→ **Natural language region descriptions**
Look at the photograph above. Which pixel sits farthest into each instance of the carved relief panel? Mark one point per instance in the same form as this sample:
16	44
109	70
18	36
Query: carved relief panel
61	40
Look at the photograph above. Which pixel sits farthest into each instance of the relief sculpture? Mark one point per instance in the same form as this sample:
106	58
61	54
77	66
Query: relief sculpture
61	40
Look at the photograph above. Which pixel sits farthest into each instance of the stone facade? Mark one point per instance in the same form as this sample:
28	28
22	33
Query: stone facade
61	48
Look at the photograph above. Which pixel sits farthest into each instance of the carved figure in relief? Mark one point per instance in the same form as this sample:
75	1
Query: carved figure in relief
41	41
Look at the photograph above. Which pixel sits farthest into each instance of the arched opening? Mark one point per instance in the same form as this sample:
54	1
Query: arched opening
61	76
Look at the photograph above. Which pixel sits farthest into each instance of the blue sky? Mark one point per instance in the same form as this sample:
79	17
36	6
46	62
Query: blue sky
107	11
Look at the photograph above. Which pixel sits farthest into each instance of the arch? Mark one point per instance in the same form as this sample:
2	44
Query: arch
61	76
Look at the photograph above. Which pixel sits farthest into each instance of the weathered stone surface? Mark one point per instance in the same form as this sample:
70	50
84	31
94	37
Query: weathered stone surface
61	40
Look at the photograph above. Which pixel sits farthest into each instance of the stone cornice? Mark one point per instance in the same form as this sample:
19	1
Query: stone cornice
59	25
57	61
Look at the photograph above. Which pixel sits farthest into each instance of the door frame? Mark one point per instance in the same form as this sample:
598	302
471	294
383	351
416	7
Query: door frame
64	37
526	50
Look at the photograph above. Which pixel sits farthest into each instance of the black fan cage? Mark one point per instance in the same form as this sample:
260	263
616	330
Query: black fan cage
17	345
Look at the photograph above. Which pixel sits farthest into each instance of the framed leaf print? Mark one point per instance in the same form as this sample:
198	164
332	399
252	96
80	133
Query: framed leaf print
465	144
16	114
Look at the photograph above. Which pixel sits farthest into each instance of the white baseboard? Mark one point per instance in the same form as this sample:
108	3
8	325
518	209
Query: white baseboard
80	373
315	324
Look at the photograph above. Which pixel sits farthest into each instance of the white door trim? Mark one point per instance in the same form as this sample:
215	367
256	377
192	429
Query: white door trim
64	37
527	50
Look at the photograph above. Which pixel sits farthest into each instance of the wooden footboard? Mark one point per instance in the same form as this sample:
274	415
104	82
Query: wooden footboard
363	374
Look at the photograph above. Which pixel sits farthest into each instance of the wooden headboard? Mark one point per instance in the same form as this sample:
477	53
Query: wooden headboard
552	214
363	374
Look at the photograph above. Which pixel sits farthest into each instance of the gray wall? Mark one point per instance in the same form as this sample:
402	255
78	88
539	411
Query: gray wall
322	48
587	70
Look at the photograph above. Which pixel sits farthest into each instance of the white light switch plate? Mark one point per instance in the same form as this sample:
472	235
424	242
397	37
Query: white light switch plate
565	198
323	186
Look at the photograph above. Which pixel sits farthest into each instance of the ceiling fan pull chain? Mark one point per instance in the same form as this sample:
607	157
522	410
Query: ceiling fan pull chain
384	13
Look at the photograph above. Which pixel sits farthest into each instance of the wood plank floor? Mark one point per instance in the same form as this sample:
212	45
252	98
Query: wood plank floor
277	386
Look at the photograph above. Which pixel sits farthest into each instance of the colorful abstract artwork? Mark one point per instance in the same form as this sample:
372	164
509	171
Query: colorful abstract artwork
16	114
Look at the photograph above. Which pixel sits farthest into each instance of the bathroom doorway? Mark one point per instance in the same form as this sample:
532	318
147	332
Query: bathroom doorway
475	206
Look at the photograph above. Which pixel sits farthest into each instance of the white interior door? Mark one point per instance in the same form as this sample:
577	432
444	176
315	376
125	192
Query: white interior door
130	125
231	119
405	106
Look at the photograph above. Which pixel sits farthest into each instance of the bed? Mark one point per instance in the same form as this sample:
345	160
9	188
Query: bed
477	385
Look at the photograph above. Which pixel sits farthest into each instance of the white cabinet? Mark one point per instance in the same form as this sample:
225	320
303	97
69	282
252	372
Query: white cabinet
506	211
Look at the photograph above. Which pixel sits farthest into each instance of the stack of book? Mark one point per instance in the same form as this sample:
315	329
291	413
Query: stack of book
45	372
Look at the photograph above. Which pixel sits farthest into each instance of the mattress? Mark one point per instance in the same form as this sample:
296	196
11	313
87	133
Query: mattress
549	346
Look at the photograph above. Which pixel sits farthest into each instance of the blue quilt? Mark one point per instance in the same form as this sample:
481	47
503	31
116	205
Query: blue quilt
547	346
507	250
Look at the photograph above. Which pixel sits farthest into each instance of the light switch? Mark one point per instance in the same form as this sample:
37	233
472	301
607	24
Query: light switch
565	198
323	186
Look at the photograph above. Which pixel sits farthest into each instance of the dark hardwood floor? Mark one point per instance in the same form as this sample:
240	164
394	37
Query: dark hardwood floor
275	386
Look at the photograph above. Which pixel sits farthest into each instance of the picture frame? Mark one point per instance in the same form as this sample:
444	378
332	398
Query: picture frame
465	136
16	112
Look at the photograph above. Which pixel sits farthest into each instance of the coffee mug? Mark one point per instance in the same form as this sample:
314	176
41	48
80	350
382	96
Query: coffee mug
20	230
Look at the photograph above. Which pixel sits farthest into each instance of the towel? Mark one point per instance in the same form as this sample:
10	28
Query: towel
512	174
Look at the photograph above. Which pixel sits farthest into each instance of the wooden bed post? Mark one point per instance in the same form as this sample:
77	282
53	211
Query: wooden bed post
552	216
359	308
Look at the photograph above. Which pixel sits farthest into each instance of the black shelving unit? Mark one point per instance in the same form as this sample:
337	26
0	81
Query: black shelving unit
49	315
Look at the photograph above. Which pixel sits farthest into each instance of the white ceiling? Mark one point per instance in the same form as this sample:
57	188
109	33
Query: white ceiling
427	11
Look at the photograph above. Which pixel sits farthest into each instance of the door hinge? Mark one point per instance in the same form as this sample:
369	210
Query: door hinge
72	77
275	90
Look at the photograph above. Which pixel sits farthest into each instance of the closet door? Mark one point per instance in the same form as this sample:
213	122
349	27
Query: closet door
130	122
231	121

→ **Work instruction**
Each line of the data must be returned exactly.

→ **Task result**
Look at the photograph above. Which pixel sits farthest into each instance of the carved relief panel? Mark one point per instance in the same form as this sample:
16	44
109	70
18	36
Query: carved relief panel
61	40
Look at the photograph above. Which pixel sits farthest into each instance of the relief sculpture? Mark one point per instance in the same form as this sample:
106	58
61	54
77	66
Query: relief sculpture
61	40
Look at the photograph above. Which pixel sits farthest into each instance of the stone facade? Mark one point per instance in the same form as this sample:
28	28
22	33
Query: stone facade
61	48
Look at the photograph above. Which pixel sits farthest into each instance of the carved figure in relief? Mark one point per instance in the same form as this sample:
75	1
Query: carved figure in relief
41	41
Look at the photograph above. Which pixel sits farthest into each instance of the arched opening? Mark one point per instance in the same form as this sample:
54	1
Query: arched opening
61	76
Look at the photograph above. Which pixel sits farthest into each instance of the blue sky? Mark one point per instance in the same form as this sample:
79	17
36	6
46	62
Query: blue sky
107	11
Look at the photograph above. Which pixel sits farthest into each instance of the arch? Mark one point per instance in the same form as this sample:
2	44
Query: arch
61	76
Look at the photograph above. Which pixel sits farthest into each instance of the weathered stone surface? Mark one point per instance in the same form as this sample:
70	50
84	31
94	37
Query: weathered stone surface
61	40
Look at the photograph above. Which pixel sits farthest into each instance of the stone cornice? Mark one point per instance in the same form as this sample:
19	1
Query: stone cornice
59	25
57	61
Look at the photograph above. Which pixel sits farthest into each instance of the door frame? Mark one point per instance in the same form as this sample:
598	302
471	294
383	351
416	7
Query: door frame
64	37
526	50
Look at the photograph above. Which pixel sits farthest into each instance of the black fan cage? Mark one point per instance in the same form as this sample:
260	263
616	330
Query: black fan cage
17	345
Look at the photograph above. Which pixel sits farthest into each instance of the framed leaf print? Mark one point per instance in the same form as this sample:
198	164
332	399
252	96
80	133
Query: framed leaf print
465	144
16	114
Look at the photograph above. Which pixel sits farthest into each instance of the white baseboard? Mark one point per instance in the same form as this sample:
108	3
8	325
518	209
Query: white baseboard
80	373
315	324
Look at the photograph above. Which pixel sits farthest into each instance of the white door trim? Mark one point per instance in the same form as this sample:
215	367
256	377
192	429
Query: white door trim
64	37
527	50
Look at the photograph above. Which pixel sits farthest into each instance of the wooden footboard? Mark one point per instance in the same form as this sample:
274	415
104	82
Query: wooden footboard
363	374
Look at the photograph above. Which pixel sits farthest into each instance of the wooden headboard? Mark one point per instance in the same form as this sample:
477	53
Query: wooden headboard
552	214
363	374
Look at the photograph above. Which pixel sits farthest into each instance of the gray wall? Mark one point per instance in the same form as this sample:
402	255
78	88
539	411
Query: gray wall
322	48
587	70
Look at the photograph above. Which pixel sits farthest into each instance of the white light switch plate? Mark one point per instance in the same form as this sample:
472	235
424	242
397	37
Query: white light switch plate
565	198
323	186
Look at the photograph above. Which pixel sits farthest into each instance of the ceiling fan pull chain? Mark one point per instance in the same form as this sample:
607	157
522	410
Query: ceiling fan pull chain
384	13
Look at the photograph above. Which pixel sits farthest into each instance of the wood plank floor? Mark one point per instance in the same form as this sample:
212	45
252	98
Query: wood plank floor
277	386
Look at the photograph above. Which pixel sits farthest into each instance of the colorful abstract artwork? Mark one point per instance in the same form as this sample:
372	164
509	171
Query: colorful abstract artwork
16	114
Look at the photograph above. Which pixel sits farthest into each instance of the bathroom doorway? Mark one point per instance in the same form as this sample:
532	318
147	332
Query: bathroom doorway
475	206
Look at the photograph above. Which pixel sits farthest into each instance of the white interior door? Mark one point per instance in the same form as this sample:
577	432
444	176
315	376
125	192
Query: white interior door
130	125
231	119
405	106
Look at the photograph above. Which pixel sits farthest into each instance of the bed? Mark one point per instance in the same form as this sample:
345	160
9	188
Query: bed
477	385
Look at the photograph above. Which pixel sits farthest into each instance of the white cabinet? Mark one point per instance in the same form as this sample:
225	320
303	97
69	282
252	372
Query: white cabinet
506	211
Look at the photograph above. Which pixel sits farthest into each instance of the stack of book? Mark one point per instance in the same form as this sample:
315	329
291	413
Query: stack of book
45	372
Look at the photograph above. Which pixel sits farthest into each instance of the mattress? Mark one point per instance in the same form as this sample:
296	196
11	313
87	133
Query: mattress
549	346
Look at the photograph above. Which pixel sits farthest into each instance of the blue quilt? Mark one point per instance in the same form as this sample:
481	47
503	31
116	205
Query: blue quilt
547	346
507	250
Look at the photograph above. Which pixel sits farthest into each instance of the light switch? Mark one point per instance in the same form as this sample:
37	233
472	301
607	24
Query: light switch
565	198
323	186
Look at the photograph above. Which pixel sits farthest into each instance of the dark hardwood floor? Mark one point per instance in the same form as this sample:
240	164
394	37
Query: dark hardwood floor
275	386
Look at the photograph above. Which pixel sits farthest into each instance of the picture frame? Mark one point per instance in the same form as this sample:
444	378
332	398
Query: picture frame
465	136
16	112
Look at the photograph above. Which pixel sits farthest into each instance of the coffee mug? Mark one point per instance in the same form as this sample:
314	176
41	48
80	350
382	96
Query: coffee mug
20	230
Look at the photograph above. Which pixel sits farthest into each instance of the towel? Mark one point per instance in the same form as this sample:
10	28
Query: towel
512	174
Look at the photograph above. Which pixel sits farthest into each instance of the wooden bed post? Mark one point per instance in the same form as this sample:
77	282
53	211
Query: wooden bed post
552	216
359	308
Look at the photograph above. Which pixel sits farthest into each instance of the black shelving unit? Mark one point per instance in the same form as this sample:
337	26
0	81
Query: black shelving unit
49	315
Look at the photograph above. Which pixel sits farthest into each instance of the white ceiling? Mark one point per instance in the same form as this sample:
57	188
109	33
Query: white ceiling
427	11
Look at the photograph above. Which pixel sits farthest into each instance of the door hinge? Mark one point per instance in the same form as this sample:
369	210
Query: door hinge
72	77
275	90
Look at the photograph above. Which pixel sits farthest into each instance of the closet door? Mark one point per instance in the same form as this sample:
213	122
349	27
Query: closet door
130	122
231	121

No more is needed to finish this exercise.